→ **YOUR TASK**:
Return each line in the items below that contains the string "white". Matching is case-sensitive.

→ **PROVIDED ENTRIES**:

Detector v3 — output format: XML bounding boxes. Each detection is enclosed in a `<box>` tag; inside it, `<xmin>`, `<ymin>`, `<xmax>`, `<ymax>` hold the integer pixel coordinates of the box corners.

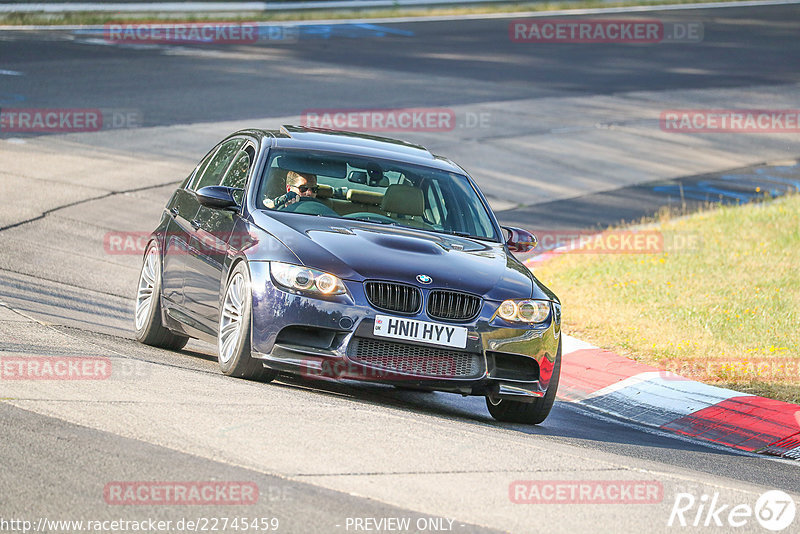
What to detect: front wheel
<box><xmin>134</xmin><ymin>243</ymin><xmax>189</xmax><ymax>350</ymax></box>
<box><xmin>217</xmin><ymin>262</ymin><xmax>278</xmax><ymax>382</ymax></box>
<box><xmin>486</xmin><ymin>341</ymin><xmax>561</xmax><ymax>425</ymax></box>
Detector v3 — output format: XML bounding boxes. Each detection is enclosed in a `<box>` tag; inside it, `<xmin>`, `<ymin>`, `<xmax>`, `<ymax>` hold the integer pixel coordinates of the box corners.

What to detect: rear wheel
<box><xmin>217</xmin><ymin>262</ymin><xmax>278</xmax><ymax>382</ymax></box>
<box><xmin>486</xmin><ymin>341</ymin><xmax>561</xmax><ymax>425</ymax></box>
<box><xmin>134</xmin><ymin>243</ymin><xmax>189</xmax><ymax>350</ymax></box>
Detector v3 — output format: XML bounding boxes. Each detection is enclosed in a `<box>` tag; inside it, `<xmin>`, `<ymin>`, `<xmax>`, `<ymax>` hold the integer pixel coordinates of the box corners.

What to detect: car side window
<box><xmin>220</xmin><ymin>150</ymin><xmax>251</xmax><ymax>204</ymax></box>
<box><xmin>194</xmin><ymin>139</ymin><xmax>244</xmax><ymax>189</ymax></box>
<box><xmin>186</xmin><ymin>147</ymin><xmax>217</xmax><ymax>191</ymax></box>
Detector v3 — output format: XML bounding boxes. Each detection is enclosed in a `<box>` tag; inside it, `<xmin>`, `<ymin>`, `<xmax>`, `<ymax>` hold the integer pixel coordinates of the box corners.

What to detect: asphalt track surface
<box><xmin>0</xmin><ymin>6</ymin><xmax>800</xmax><ymax>533</ymax></box>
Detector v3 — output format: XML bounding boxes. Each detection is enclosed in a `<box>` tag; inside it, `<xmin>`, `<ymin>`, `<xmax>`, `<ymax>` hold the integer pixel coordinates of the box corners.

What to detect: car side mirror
<box><xmin>503</xmin><ymin>226</ymin><xmax>539</xmax><ymax>252</ymax></box>
<box><xmin>194</xmin><ymin>185</ymin><xmax>239</xmax><ymax>210</ymax></box>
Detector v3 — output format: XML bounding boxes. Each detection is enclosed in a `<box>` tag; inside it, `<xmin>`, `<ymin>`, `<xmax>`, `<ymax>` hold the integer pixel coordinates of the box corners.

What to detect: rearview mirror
<box><xmin>503</xmin><ymin>226</ymin><xmax>539</xmax><ymax>252</ymax></box>
<box><xmin>194</xmin><ymin>185</ymin><xmax>241</xmax><ymax>210</ymax></box>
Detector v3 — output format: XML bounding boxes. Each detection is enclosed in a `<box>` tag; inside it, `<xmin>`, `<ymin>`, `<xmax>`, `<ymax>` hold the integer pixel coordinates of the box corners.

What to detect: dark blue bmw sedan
<box><xmin>135</xmin><ymin>126</ymin><xmax>561</xmax><ymax>424</ymax></box>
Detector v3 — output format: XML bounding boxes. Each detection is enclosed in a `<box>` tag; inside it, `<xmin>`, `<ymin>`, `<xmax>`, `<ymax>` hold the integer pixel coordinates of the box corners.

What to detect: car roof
<box><xmin>241</xmin><ymin>125</ymin><xmax>466</xmax><ymax>174</ymax></box>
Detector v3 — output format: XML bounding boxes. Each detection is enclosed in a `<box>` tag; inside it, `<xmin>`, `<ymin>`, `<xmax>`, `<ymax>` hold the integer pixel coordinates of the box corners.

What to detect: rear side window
<box><xmin>194</xmin><ymin>139</ymin><xmax>244</xmax><ymax>189</ymax></box>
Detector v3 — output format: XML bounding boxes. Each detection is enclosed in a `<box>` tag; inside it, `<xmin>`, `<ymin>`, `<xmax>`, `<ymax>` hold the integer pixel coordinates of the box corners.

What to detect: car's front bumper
<box><xmin>250</xmin><ymin>262</ymin><xmax>561</xmax><ymax>401</ymax></box>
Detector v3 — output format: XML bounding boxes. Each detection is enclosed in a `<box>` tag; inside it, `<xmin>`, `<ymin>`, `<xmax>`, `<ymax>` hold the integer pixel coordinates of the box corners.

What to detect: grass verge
<box><xmin>535</xmin><ymin>194</ymin><xmax>800</xmax><ymax>403</ymax></box>
<box><xmin>0</xmin><ymin>0</ymin><xmax>760</xmax><ymax>26</ymax></box>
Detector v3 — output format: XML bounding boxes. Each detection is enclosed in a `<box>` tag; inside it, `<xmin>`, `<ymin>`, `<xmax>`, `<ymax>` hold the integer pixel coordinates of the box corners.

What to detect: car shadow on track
<box><xmin>270</xmin><ymin>374</ymin><xmax>750</xmax><ymax>456</ymax></box>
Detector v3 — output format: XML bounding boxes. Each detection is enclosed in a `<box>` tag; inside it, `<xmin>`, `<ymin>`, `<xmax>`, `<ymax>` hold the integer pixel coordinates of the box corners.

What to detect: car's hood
<box><xmin>254</xmin><ymin>212</ymin><xmax>552</xmax><ymax>300</ymax></box>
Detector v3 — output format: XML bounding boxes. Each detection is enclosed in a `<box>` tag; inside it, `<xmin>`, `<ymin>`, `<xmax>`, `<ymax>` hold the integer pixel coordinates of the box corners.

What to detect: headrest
<box><xmin>347</xmin><ymin>189</ymin><xmax>383</xmax><ymax>206</ymax></box>
<box><xmin>381</xmin><ymin>184</ymin><xmax>425</xmax><ymax>216</ymax></box>
<box><xmin>317</xmin><ymin>184</ymin><xmax>333</xmax><ymax>198</ymax></box>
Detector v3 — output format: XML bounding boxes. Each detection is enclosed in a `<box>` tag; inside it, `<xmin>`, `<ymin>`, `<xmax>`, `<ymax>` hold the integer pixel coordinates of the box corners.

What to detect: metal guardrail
<box><xmin>0</xmin><ymin>0</ymin><xmax>513</xmax><ymax>13</ymax></box>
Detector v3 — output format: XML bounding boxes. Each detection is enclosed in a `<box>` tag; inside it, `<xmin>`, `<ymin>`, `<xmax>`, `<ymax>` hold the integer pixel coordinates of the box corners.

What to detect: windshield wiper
<box><xmin>442</xmin><ymin>230</ymin><xmax>497</xmax><ymax>243</ymax></box>
<box><xmin>342</xmin><ymin>217</ymin><xmax>397</xmax><ymax>226</ymax></box>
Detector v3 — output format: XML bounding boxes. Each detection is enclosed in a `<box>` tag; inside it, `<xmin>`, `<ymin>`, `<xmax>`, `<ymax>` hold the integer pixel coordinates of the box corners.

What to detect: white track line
<box><xmin>0</xmin><ymin>0</ymin><xmax>800</xmax><ymax>31</ymax></box>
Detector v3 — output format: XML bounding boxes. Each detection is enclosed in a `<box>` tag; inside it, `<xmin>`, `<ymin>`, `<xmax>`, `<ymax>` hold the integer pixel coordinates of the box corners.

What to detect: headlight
<box><xmin>497</xmin><ymin>300</ymin><xmax>550</xmax><ymax>323</ymax></box>
<box><xmin>269</xmin><ymin>261</ymin><xmax>347</xmax><ymax>296</ymax></box>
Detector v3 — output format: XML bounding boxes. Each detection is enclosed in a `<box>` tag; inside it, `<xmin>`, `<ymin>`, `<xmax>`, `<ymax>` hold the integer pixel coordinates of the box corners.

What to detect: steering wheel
<box><xmin>342</xmin><ymin>211</ymin><xmax>397</xmax><ymax>224</ymax></box>
<box><xmin>281</xmin><ymin>197</ymin><xmax>339</xmax><ymax>217</ymax></box>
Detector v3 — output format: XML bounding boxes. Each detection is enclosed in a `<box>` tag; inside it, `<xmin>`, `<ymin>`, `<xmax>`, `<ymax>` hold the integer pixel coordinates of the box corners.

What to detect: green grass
<box><xmin>0</xmin><ymin>0</ymin><xmax>764</xmax><ymax>26</ymax></box>
<box><xmin>535</xmin><ymin>194</ymin><xmax>800</xmax><ymax>403</ymax></box>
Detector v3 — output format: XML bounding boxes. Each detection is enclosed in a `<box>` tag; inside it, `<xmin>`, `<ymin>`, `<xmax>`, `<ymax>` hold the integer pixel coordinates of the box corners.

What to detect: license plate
<box><xmin>372</xmin><ymin>315</ymin><xmax>467</xmax><ymax>349</ymax></box>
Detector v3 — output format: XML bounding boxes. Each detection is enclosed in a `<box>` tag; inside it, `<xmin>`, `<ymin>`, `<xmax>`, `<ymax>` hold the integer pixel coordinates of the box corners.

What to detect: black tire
<box><xmin>486</xmin><ymin>341</ymin><xmax>561</xmax><ymax>425</ymax></box>
<box><xmin>217</xmin><ymin>261</ymin><xmax>278</xmax><ymax>382</ymax></box>
<box><xmin>133</xmin><ymin>242</ymin><xmax>189</xmax><ymax>350</ymax></box>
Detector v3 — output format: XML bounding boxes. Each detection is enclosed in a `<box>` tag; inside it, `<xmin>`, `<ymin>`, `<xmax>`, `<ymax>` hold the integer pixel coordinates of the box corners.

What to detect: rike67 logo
<box><xmin>667</xmin><ymin>490</ymin><xmax>797</xmax><ymax>532</ymax></box>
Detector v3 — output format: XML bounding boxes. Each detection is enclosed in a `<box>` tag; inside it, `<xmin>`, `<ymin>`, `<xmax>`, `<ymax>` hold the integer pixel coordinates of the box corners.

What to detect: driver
<box><xmin>266</xmin><ymin>171</ymin><xmax>319</xmax><ymax>208</ymax></box>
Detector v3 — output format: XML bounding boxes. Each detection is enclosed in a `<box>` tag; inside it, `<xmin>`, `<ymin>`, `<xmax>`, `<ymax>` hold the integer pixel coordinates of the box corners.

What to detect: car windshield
<box><xmin>257</xmin><ymin>150</ymin><xmax>498</xmax><ymax>241</ymax></box>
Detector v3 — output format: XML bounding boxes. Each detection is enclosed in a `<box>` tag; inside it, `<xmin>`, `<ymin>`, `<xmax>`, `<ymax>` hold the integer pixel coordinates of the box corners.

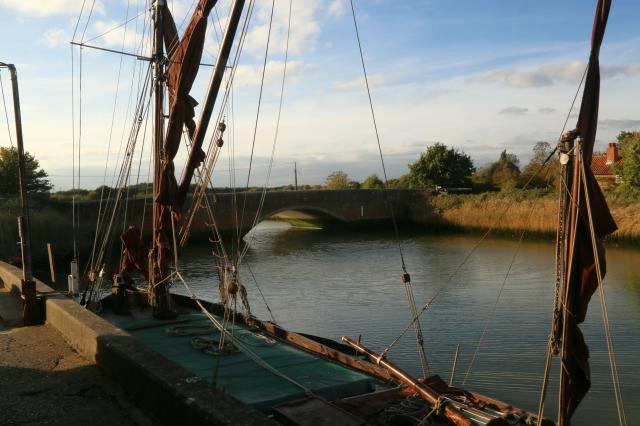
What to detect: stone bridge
<box><xmin>76</xmin><ymin>189</ymin><xmax>428</xmax><ymax>234</ymax></box>
<box><xmin>194</xmin><ymin>189</ymin><xmax>427</xmax><ymax>231</ymax></box>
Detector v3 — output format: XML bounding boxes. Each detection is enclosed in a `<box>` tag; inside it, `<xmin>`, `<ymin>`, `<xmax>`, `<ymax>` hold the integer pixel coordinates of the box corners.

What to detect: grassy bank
<box><xmin>427</xmin><ymin>191</ymin><xmax>640</xmax><ymax>244</ymax></box>
<box><xmin>0</xmin><ymin>200</ymin><xmax>93</xmax><ymax>271</ymax></box>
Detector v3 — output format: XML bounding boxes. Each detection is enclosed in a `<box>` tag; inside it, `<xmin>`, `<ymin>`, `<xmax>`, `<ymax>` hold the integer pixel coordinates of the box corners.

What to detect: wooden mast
<box><xmin>0</xmin><ymin>62</ymin><xmax>40</xmax><ymax>325</ymax></box>
<box><xmin>178</xmin><ymin>0</ymin><xmax>245</xmax><ymax>205</ymax></box>
<box><xmin>149</xmin><ymin>0</ymin><xmax>171</xmax><ymax>317</ymax></box>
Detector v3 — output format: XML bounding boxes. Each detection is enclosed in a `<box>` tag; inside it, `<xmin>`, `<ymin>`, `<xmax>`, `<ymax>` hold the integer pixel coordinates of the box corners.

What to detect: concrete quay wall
<box><xmin>0</xmin><ymin>262</ymin><xmax>277</xmax><ymax>425</ymax></box>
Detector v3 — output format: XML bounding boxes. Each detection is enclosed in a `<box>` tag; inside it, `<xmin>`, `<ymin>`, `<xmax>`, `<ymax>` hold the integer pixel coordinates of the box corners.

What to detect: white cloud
<box><xmin>500</xmin><ymin>107</ymin><xmax>529</xmax><ymax>115</ymax></box>
<box><xmin>469</xmin><ymin>61</ymin><xmax>640</xmax><ymax>88</ymax></box>
<box><xmin>92</xmin><ymin>21</ymin><xmax>149</xmax><ymax>49</ymax></box>
<box><xmin>327</xmin><ymin>0</ymin><xmax>346</xmax><ymax>18</ymax></box>
<box><xmin>245</xmin><ymin>0</ymin><xmax>322</xmax><ymax>57</ymax></box>
<box><xmin>0</xmin><ymin>0</ymin><xmax>105</xmax><ymax>17</ymax></box>
<box><xmin>333</xmin><ymin>74</ymin><xmax>388</xmax><ymax>90</ymax></box>
<box><xmin>40</xmin><ymin>28</ymin><xmax>71</xmax><ymax>47</ymax></box>
<box><xmin>234</xmin><ymin>61</ymin><xmax>317</xmax><ymax>89</ymax></box>
<box><xmin>598</xmin><ymin>118</ymin><xmax>640</xmax><ymax>130</ymax></box>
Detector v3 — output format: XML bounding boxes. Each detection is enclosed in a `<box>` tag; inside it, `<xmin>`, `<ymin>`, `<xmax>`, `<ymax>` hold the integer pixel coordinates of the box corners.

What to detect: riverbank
<box><xmin>422</xmin><ymin>193</ymin><xmax>640</xmax><ymax>245</ymax></box>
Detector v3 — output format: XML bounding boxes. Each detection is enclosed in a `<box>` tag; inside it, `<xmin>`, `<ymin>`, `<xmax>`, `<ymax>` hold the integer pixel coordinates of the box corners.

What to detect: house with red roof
<box><xmin>591</xmin><ymin>142</ymin><xmax>623</xmax><ymax>189</ymax></box>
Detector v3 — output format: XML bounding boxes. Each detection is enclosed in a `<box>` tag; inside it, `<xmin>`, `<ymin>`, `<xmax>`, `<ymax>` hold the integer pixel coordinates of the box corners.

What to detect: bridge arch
<box><xmin>256</xmin><ymin>204</ymin><xmax>347</xmax><ymax>227</ymax></box>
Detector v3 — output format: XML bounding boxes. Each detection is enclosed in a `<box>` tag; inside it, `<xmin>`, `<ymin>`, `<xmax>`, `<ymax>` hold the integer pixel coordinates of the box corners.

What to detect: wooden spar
<box><xmin>165</xmin><ymin>294</ymin><xmax>394</xmax><ymax>382</ymax></box>
<box><xmin>0</xmin><ymin>62</ymin><xmax>40</xmax><ymax>325</ymax></box>
<box><xmin>178</xmin><ymin>0</ymin><xmax>245</xmax><ymax>204</ymax></box>
<box><xmin>342</xmin><ymin>336</ymin><xmax>478</xmax><ymax>426</ymax></box>
<box><xmin>558</xmin><ymin>138</ymin><xmax>582</xmax><ymax>426</ymax></box>
<box><xmin>149</xmin><ymin>0</ymin><xmax>171</xmax><ymax>316</ymax></box>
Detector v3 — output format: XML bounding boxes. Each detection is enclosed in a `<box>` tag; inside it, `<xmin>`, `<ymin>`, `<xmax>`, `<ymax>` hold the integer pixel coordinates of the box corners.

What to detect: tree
<box><xmin>520</xmin><ymin>142</ymin><xmax>558</xmax><ymax>188</ymax></box>
<box><xmin>616</xmin><ymin>130</ymin><xmax>640</xmax><ymax>158</ymax></box>
<box><xmin>0</xmin><ymin>148</ymin><xmax>53</xmax><ymax>195</ymax></box>
<box><xmin>618</xmin><ymin>132</ymin><xmax>640</xmax><ymax>195</ymax></box>
<box><xmin>325</xmin><ymin>170</ymin><xmax>349</xmax><ymax>189</ymax></box>
<box><xmin>362</xmin><ymin>174</ymin><xmax>384</xmax><ymax>189</ymax></box>
<box><xmin>409</xmin><ymin>142</ymin><xmax>475</xmax><ymax>188</ymax></box>
<box><xmin>474</xmin><ymin>149</ymin><xmax>520</xmax><ymax>191</ymax></box>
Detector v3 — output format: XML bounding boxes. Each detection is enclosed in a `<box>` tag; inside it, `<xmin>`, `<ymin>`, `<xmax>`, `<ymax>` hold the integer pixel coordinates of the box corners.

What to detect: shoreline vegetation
<box><xmin>0</xmin><ymin>190</ymin><xmax>640</xmax><ymax>278</ymax></box>
<box><xmin>424</xmin><ymin>191</ymin><xmax>640</xmax><ymax>245</ymax></box>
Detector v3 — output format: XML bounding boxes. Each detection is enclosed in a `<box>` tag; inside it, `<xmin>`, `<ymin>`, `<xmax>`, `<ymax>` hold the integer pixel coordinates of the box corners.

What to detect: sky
<box><xmin>0</xmin><ymin>0</ymin><xmax>640</xmax><ymax>190</ymax></box>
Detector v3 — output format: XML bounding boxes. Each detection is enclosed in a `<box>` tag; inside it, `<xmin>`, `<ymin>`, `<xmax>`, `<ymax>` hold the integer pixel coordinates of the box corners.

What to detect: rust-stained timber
<box><xmin>342</xmin><ymin>336</ymin><xmax>476</xmax><ymax>426</ymax></box>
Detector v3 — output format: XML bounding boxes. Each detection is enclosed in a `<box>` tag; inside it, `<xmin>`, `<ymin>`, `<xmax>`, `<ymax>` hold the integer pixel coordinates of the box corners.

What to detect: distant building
<box><xmin>591</xmin><ymin>142</ymin><xmax>623</xmax><ymax>189</ymax></box>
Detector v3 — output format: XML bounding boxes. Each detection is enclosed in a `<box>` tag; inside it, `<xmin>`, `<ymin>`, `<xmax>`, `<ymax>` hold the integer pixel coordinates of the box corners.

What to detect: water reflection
<box><xmin>176</xmin><ymin>222</ymin><xmax>640</xmax><ymax>425</ymax></box>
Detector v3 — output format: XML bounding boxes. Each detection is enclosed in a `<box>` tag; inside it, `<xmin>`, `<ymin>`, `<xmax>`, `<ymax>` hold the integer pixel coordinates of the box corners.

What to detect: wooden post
<box><xmin>0</xmin><ymin>62</ymin><xmax>40</xmax><ymax>325</ymax></box>
<box><xmin>449</xmin><ymin>343</ymin><xmax>460</xmax><ymax>386</ymax></box>
<box><xmin>47</xmin><ymin>243</ymin><xmax>56</xmax><ymax>284</ymax></box>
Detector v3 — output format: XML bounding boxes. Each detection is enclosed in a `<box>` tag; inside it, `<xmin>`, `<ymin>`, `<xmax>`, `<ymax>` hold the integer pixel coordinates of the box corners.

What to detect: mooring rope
<box><xmin>576</xmin><ymin>144</ymin><xmax>627</xmax><ymax>426</ymax></box>
<box><xmin>350</xmin><ymin>0</ymin><xmax>429</xmax><ymax>377</ymax></box>
<box><xmin>172</xmin><ymin>269</ymin><xmax>314</xmax><ymax>396</ymax></box>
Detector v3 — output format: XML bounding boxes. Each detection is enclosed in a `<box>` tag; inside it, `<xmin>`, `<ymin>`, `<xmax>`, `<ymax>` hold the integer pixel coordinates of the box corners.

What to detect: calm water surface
<box><xmin>176</xmin><ymin>222</ymin><xmax>640</xmax><ymax>425</ymax></box>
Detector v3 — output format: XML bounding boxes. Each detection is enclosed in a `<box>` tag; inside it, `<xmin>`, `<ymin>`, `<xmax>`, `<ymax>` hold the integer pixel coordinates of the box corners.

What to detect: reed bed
<box><xmin>427</xmin><ymin>193</ymin><xmax>640</xmax><ymax>244</ymax></box>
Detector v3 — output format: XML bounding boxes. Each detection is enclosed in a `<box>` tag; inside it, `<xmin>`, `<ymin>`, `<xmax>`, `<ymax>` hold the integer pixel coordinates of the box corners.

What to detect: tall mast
<box><xmin>179</xmin><ymin>0</ymin><xmax>245</xmax><ymax>204</ymax></box>
<box><xmin>0</xmin><ymin>62</ymin><xmax>39</xmax><ymax>325</ymax></box>
<box><xmin>149</xmin><ymin>0</ymin><xmax>171</xmax><ymax>316</ymax></box>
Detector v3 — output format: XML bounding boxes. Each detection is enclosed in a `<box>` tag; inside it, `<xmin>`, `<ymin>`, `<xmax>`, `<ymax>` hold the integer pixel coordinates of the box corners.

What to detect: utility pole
<box><xmin>0</xmin><ymin>62</ymin><xmax>40</xmax><ymax>325</ymax></box>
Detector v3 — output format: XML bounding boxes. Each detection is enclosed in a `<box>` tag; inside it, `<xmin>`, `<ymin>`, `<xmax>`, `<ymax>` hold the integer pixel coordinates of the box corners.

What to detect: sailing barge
<box><xmin>69</xmin><ymin>0</ymin><xmax>623</xmax><ymax>425</ymax></box>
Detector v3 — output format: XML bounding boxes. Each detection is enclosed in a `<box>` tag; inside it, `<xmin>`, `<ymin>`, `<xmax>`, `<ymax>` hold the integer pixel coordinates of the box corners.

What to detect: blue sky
<box><xmin>0</xmin><ymin>0</ymin><xmax>640</xmax><ymax>188</ymax></box>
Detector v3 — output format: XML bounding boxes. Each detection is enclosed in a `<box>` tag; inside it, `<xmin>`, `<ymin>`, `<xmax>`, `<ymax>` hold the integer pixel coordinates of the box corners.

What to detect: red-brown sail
<box><xmin>156</xmin><ymin>0</ymin><xmax>217</xmax><ymax>216</ymax></box>
<box><xmin>560</xmin><ymin>0</ymin><xmax>617</xmax><ymax>423</ymax></box>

→ **IN RESPONSE**:
What to detect: white track line
What to detect: white cloud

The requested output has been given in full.